What the task requires
What lines of the data hold the string "forehead"? Copy them all.

-- Opening Marker --

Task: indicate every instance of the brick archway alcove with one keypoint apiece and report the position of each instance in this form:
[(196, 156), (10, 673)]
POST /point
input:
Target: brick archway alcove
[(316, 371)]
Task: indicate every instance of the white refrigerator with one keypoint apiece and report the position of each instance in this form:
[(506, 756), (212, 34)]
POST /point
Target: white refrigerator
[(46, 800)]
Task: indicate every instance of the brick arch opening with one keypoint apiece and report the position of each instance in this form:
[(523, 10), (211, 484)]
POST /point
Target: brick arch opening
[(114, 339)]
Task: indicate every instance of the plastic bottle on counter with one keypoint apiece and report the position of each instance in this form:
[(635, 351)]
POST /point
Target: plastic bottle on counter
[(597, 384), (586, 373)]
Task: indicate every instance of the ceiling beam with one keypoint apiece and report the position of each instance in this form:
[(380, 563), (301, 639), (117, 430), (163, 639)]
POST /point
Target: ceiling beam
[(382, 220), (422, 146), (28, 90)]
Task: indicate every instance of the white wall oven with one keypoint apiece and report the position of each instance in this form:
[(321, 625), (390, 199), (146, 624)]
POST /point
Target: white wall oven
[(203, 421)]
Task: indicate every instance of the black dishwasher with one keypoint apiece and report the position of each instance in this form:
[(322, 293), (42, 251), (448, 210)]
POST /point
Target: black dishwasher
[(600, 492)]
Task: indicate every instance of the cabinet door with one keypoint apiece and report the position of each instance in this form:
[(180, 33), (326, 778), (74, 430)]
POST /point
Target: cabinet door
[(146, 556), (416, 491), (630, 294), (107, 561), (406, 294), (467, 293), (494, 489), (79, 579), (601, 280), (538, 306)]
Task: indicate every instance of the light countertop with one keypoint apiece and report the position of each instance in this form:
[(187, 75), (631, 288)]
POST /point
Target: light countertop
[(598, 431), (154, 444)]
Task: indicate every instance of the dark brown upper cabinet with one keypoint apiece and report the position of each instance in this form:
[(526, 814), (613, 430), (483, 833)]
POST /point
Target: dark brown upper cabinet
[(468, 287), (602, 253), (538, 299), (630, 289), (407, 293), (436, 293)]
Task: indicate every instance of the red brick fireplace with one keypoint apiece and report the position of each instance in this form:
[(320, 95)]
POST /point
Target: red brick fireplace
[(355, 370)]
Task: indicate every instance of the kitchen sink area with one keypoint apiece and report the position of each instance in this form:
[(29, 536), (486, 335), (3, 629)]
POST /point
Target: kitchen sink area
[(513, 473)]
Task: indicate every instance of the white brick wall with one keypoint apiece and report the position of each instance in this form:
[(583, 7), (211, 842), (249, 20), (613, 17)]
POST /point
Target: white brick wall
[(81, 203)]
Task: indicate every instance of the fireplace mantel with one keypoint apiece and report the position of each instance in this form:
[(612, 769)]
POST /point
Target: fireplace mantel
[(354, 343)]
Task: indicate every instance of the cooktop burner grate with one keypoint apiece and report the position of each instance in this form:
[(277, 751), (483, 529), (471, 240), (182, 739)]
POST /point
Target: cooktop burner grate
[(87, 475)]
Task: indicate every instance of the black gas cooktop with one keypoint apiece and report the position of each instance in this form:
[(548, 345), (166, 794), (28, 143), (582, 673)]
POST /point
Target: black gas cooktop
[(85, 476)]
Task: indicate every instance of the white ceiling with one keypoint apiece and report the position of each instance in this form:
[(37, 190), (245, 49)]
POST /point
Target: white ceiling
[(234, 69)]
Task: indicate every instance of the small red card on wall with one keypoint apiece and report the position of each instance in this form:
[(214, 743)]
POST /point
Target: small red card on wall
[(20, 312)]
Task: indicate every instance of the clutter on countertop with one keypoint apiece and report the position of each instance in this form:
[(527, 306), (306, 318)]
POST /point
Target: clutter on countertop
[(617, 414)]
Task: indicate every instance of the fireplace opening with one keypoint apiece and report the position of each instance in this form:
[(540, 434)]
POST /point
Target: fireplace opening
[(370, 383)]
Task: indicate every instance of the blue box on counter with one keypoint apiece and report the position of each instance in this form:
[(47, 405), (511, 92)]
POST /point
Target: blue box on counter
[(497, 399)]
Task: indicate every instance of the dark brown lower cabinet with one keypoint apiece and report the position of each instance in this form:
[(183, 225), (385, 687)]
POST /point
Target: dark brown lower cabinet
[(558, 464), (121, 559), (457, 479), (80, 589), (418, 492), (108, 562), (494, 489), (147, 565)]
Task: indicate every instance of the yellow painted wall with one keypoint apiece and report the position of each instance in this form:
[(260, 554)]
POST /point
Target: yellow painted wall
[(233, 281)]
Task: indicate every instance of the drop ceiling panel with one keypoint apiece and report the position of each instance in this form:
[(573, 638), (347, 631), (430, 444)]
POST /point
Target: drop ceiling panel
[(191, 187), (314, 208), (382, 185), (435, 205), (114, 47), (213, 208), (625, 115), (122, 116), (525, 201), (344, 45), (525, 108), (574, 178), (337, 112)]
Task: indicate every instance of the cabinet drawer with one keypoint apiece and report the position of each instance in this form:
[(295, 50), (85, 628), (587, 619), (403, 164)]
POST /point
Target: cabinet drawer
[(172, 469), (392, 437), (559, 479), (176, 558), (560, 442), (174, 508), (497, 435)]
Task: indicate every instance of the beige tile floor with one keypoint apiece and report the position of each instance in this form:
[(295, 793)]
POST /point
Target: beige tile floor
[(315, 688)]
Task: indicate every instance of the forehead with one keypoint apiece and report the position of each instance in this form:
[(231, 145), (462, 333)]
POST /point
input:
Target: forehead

-- Closing Marker --

The answer
Task: indicate every instance of the forehead with one keypoint apiece and report the position of each instance in this form:
Target: forehead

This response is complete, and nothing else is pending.